■ **About this task**
How many lines in the data below include the word "hand"? Respond with the number, nothing more.

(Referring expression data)
+===+

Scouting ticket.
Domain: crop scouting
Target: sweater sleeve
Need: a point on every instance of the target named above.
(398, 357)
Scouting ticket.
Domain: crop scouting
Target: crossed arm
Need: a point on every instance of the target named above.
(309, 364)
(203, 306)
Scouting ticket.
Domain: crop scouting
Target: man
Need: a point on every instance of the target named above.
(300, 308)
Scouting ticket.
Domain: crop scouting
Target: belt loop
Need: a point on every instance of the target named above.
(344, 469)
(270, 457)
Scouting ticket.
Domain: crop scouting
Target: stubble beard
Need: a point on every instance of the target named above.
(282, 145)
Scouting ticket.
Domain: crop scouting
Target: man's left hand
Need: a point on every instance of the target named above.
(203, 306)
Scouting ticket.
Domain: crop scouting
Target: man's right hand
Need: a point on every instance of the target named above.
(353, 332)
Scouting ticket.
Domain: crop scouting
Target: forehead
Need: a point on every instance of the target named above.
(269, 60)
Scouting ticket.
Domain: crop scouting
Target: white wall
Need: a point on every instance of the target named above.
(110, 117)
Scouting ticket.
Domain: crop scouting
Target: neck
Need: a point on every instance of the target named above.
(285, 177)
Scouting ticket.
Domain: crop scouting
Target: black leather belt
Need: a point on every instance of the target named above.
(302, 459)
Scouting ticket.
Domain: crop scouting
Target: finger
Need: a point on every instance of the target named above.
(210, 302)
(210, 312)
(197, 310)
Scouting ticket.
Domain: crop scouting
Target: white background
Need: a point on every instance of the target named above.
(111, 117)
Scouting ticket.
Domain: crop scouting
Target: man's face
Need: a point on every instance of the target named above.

+===+

■ **Answer to the exercise**
2